# [Assignment]
In this exercise, write out the data word for word and leave every image out.

________________________________________

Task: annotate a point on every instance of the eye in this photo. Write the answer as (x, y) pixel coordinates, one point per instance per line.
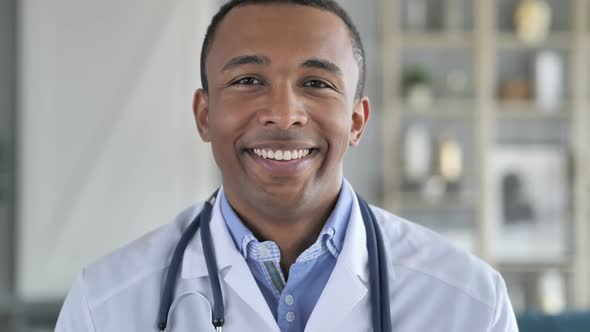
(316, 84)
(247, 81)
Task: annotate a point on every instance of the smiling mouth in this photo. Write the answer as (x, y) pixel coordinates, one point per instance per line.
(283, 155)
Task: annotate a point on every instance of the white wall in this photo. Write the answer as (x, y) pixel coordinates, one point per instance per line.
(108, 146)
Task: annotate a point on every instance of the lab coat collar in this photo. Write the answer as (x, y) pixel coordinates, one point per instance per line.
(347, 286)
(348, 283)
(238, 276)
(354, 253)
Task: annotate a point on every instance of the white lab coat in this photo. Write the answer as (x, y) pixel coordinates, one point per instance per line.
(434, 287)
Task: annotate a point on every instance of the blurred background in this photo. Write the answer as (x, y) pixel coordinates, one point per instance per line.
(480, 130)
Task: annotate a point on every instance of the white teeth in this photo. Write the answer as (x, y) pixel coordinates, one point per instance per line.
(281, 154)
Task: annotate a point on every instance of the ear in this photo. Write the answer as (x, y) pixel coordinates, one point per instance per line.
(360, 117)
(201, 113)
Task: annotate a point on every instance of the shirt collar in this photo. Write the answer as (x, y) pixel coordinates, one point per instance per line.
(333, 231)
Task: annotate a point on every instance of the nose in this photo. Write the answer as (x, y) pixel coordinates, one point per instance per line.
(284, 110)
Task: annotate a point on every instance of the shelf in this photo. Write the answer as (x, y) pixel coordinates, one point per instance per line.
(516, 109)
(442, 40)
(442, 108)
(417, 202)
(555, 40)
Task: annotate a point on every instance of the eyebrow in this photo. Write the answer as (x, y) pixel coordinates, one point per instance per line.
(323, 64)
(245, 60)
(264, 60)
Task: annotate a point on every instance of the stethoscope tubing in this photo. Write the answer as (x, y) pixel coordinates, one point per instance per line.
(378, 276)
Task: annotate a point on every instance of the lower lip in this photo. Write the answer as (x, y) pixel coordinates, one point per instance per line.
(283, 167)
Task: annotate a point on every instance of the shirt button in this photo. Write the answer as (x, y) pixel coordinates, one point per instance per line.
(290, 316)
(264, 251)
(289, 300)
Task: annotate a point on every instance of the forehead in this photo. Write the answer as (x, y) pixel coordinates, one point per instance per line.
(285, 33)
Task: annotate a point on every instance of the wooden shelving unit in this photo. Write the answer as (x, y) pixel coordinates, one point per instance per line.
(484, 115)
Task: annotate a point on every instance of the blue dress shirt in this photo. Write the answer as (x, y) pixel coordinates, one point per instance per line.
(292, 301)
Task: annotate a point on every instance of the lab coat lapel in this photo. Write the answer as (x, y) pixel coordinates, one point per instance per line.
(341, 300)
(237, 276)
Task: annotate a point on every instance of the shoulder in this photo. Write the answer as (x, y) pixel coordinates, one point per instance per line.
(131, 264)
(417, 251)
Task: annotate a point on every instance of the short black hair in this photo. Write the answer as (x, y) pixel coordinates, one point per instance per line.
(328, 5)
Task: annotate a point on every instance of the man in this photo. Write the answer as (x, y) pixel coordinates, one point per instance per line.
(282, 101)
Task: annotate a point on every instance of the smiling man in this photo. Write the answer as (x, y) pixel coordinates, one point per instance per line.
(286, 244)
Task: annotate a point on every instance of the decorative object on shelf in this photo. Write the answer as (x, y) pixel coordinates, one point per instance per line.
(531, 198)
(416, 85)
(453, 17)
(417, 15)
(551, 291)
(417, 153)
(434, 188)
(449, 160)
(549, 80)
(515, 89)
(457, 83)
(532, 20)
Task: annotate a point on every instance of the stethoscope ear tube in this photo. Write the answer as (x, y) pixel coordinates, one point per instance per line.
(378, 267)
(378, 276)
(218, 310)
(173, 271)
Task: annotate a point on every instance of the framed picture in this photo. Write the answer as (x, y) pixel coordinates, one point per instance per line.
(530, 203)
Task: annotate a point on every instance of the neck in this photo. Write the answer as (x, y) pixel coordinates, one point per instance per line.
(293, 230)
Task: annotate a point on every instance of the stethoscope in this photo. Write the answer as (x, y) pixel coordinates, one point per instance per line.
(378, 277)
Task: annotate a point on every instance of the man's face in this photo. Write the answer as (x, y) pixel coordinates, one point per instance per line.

________________________________________

# [Task response]
Task: annotate a point on every instance of the eye in this photo. Write the answer as (x, y) pixel coordinates, one point per instance per line.
(316, 84)
(247, 81)
Task: annotate a point on every instance of the smiling mouth in this photo. Write the answer as (x, y) pixel coordinates, one point per instance per line.
(283, 155)
Task: annotate a point on every instance of the white wall in this photo. Write the answer as (x, y) pixel coordinates, one point per instance per line.
(108, 146)
Task: annotate a point on every instance of the lab coat collar in this photo. Write the answer as (x, y) pixel coordinates, one point per instance per line.
(347, 286)
(348, 283)
(238, 276)
(354, 253)
Task: annotate a point on every instance of the white lab coat in this photo. Write the answer as (x, y) pixel coordinates, one point per instance per line.
(434, 287)
Task: annotate a point on every instance of the blurred background in this photo. Write the answer as (x, y) pixel coordinates, one point per instance per line.
(480, 130)
Task: annotate a point on every instance of the white teeth in this photo. Write the answer as (x, y) pixel coordinates, one point per instance per line.
(281, 154)
Task: annotate a point on every instance of the ear in this photo. Write the answer as (x, y) pixel coordinates, one point per instance per line.
(360, 117)
(201, 113)
Task: annotate a point on every instance of the shirt collar in this photo. Write the answer as (x, y) pixel coordinates, one point per instance per line.
(333, 231)
Task: annotate a point on every instance of the nose in this photo. Write the answer as (x, y) pixel coordinates, one point per instance per line.
(284, 110)
Task: annotate a point on every instance of the shelf in this photo. Write the answer as (x, y) pixel coordinates, one point per instance per line.
(516, 109)
(442, 40)
(442, 108)
(417, 202)
(555, 40)
Task: annotate a point on every instance of the eyebrow in this photo. Write the answer as (x, y) pixel coordinates, one point per instance per line.
(323, 64)
(245, 60)
(264, 60)
Task: annotate a point on every instance of the stethoscope tubing in this photo. Write the answer as (x, y) pixel coordinates, one point per instance per line.
(378, 276)
Task: annotate a point on every instance of the lower lip in this photo. Write the answer as (x, y) pixel coordinates, one point per instance per line.
(283, 167)
Task: annotate a point on every instance of the shirt button in this photo. Write the answer as (x, y) pixel coordinates, one point per instance per line.
(290, 316)
(264, 251)
(289, 300)
Task: annotate a point on every instance of the forehead in this photo. Write the answer as (x, y) pixel coordinates, one point per instance per line.
(285, 33)
Task: annotate a point on every instance of the wooden shelving unit in this photo. Write the answer as (x, y) pixel coordinates, one point per instance per line.
(484, 115)
Task: annotate a point on every instance of the blue dress shirt in this photo. Write the answer as (x, y) pixel coordinates, one point per instance per line.
(292, 301)
Task: annotate a point on every instance of the lab coat lapel in this photo. Write the answer as (x, y) pixel coordinates, one point per instance per line.
(341, 300)
(237, 276)
Task: annotate a point on every instance of the shoulder in this photo. Write the answer as (x, y) pixel coordinates, one point per instance per line.
(131, 264)
(417, 251)
Task: annotate a point on every instance of the short black hair in this photo. Write the answer as (x, y) pixel coordinates, one point per instance per line.
(328, 5)
Task: annotate a point on every instance of the man in this photo. Write the answer as (x, y) pixel coordinates, one point per instance per line.
(282, 101)
Task: annotate a point on every instance of the smiling man in this photo. Write the answer as (x, y) pixel coordinates, one point per instance per line.
(286, 244)
Task: annotate a point on every instance of the decorative object on shelf in this photo. Write the answer as (x, y) pixel coordinates, one point per instance per line.
(531, 198)
(416, 85)
(453, 17)
(417, 15)
(551, 291)
(417, 153)
(434, 188)
(449, 160)
(549, 80)
(515, 89)
(457, 83)
(532, 20)
Task: annotate a point on every instance of the stethoscope ear tube in this photo. Write the answer as (x, y) pixel coordinates, one point per instance per line.
(378, 267)
(378, 276)
(218, 310)
(173, 271)
Task: annotate a point on every instance of the framed picture in this photo. Write the answer as (x, y) pixel coordinates, one point per instance per line.
(530, 203)
Task: annotate a point on every instance of the neck in this photo. Write the answer as (x, y) pixel coordinates, one point per instance per line.
(293, 230)
Task: annotate a point on every instance of the stethoscope in this photo. Write the answer as (x, y) pixel coordinates, one point per instance per line.
(378, 277)
Task: annotate a point on every instance of the man's face in this photo. Write the answer as (x, y) pixel coordinates, one point per instance per line.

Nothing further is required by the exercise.